# SOURCE PASSAGE
# Dead tree Theory



## xtremetrees (Feb 10, 2006)

I went up a dead pine today that still had its cones. I believe it was slash pine, anyway the cones were on but the bark in the upper canopy was comming off which to me is pretty uncommon. My spikes were sinking pretty deep as I went up and sticking. The sway and spar movement wasnt that bad and I just kept thinking when is one of the dead pines gonna fail at the base.


----------



## Diesel JD (Feb 10, 2006)

I've seen a bunch of dead pines like you describe. Iam not a pro and have never spiked up one, but I hear they are dangerous. The danger would seem to be though that as you go further up and it gets close to roitten it could snap off at teh top when you're in it, killing or injuring teh climber. The base would be the least of my worries. I have dug out a lot of these slash and longleaf stumps when I was growing up and let me say they are WELL anchored...I have seen pines lose their tops and limbs but the spar stay intact through some huge windstorms. Just the observations of a newbie. If I am wrong at any point let me know.


----------



## xtremetrees (Feb 10, 2006)

No Diesle this is what I am looking for.
I agree most dead pines do fail at the top, and normally when I top dead pines they break into many piences. however some do fail at the base. Im not sure of the species but Ive seen um ---trees i didnt climb over the power line failed at the base 2 weeks later as I returned to the neighborhood to do side work.

Do you think dead hardwoods are stronger than dead pines.

Could we go by the modulous of rupture or the BTU of firewood to determine strengths of dead trees?


----------



## clearance (Feb 10, 2006)

Climbing dead trees without being tied into something else when you are not sure if it going to fail or not is a fools game. I will not do it, stupid to risk your life because of someone elses negligence for not having the tree cut down as soon as it was dying. The homeowner or the utility is too blame for anything that happens. I fell a snag in a park and it went sideways, trashed the railings on a little bridge over a pond. Nothing else to tie into, kind of hard to directionally fall rotten wood. I phoned the parks arborist and told him right away. What could he say, they were always asking us to climb dead stuff (ISA certified city arborists of course) we would just write UNSAFE to CLIMB on the work order and fell it.


----------



## treeseer (Feb 10, 2006)

Cones can hold on long after the tree is unsafe to climb; no correlation there.


----------



## xtremetrees (Feb 12, 2006)

Well, if I can throwball a dead pine and try to pull it over and it wont pull even with two groundmen pulling it should be ok to climb right?

I speak frequently with climbers and alot of them they to think as they cimb :"light as a feather" I think this thinking process does help. The less movement the better as well. 

One of my concerns is where my steel core and spikes touch the tree. Im about 5'9 and weigh about 175. I try to adjust my steel core as close to the tree as possible. I do not want to keep my butt out on dead. This camming action could break the tree @ knee high.


----------



## xtremetrees (Feb 12, 2006)

In these situation which I find myself in weekly, Id like to have a breakaway safety. In case of failure I could seperate from the tree. But our industry is lackin in this reguard. I think crane climbers could use this breakaway safety as well.


----------



## xtremetrees (Feb 12, 2006)

I'll never forget the deadest pine I climbed. It was no kiddding about 85 feet tall. Alot of obstacles including house underneath. I limbed it up and about 70 feet not only the bark started comming off in my hands but the cambium pholem and zylem started comming off in fistfulls. I threw ball a tree far away and roped a top when I did all that was left on the rope was a 6 inch piece of firewood. The rope was stuck! Talk about dead!

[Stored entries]
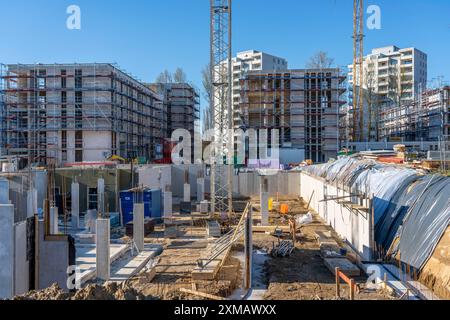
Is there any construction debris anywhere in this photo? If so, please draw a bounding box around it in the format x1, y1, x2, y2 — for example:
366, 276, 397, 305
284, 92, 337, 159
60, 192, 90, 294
270, 240, 295, 258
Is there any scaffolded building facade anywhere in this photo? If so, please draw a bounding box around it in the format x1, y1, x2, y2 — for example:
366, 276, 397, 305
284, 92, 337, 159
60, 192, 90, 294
379, 87, 450, 141
241, 69, 345, 162
0, 63, 163, 165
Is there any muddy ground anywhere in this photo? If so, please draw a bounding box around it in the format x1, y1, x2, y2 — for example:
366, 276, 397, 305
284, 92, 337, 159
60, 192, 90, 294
253, 198, 393, 300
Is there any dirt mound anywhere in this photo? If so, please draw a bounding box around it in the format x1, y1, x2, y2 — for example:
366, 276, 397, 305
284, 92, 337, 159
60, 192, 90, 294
14, 282, 155, 300
13, 283, 70, 300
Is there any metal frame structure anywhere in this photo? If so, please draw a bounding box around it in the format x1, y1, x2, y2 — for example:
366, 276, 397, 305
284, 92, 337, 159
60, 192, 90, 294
352, 0, 364, 141
210, 0, 234, 216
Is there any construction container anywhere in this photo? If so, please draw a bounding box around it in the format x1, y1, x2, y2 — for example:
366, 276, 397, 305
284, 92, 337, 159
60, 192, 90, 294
125, 218, 156, 237
120, 189, 162, 225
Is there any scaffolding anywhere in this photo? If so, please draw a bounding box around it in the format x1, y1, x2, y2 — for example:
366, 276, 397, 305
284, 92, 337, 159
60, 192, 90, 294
0, 63, 163, 168
241, 69, 345, 162
380, 87, 450, 141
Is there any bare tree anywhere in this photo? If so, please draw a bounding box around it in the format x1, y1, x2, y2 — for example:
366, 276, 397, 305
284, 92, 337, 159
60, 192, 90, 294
306, 51, 334, 69
173, 67, 187, 83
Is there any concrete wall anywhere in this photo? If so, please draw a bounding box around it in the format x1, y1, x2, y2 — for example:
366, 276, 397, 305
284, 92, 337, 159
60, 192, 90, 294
138, 166, 172, 191
300, 173, 372, 260
0, 204, 14, 299
38, 220, 75, 290
14, 222, 30, 296
238, 171, 300, 197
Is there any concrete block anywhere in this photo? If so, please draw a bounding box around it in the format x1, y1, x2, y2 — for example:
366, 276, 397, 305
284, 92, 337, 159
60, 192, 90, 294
180, 201, 192, 214
71, 182, 80, 229
0, 204, 14, 299
14, 222, 30, 296
183, 183, 191, 202
97, 178, 105, 215
84, 210, 98, 233
0, 179, 9, 204
50, 207, 59, 235
95, 219, 111, 281
133, 203, 144, 252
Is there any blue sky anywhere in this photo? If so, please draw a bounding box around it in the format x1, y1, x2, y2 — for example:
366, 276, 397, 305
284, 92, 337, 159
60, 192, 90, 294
0, 0, 450, 106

# PROBLEM DESCRIPTION
Can you update the stretch of the dead tree thread that begins at "I agree most" and ends at "do side work.", swapping in "phone line" wherever "power line" appears?

# RESPONSE TO THE TASK
I agree most dead pines do fail at the top, and normally when I top dead pines they break into many piences. however some do fail at the base. Im not sure of the species but Ive seen um ---trees i didnt climb over the phone line failed at the base 2 weeks later as I returned to the neighborhood to do side work.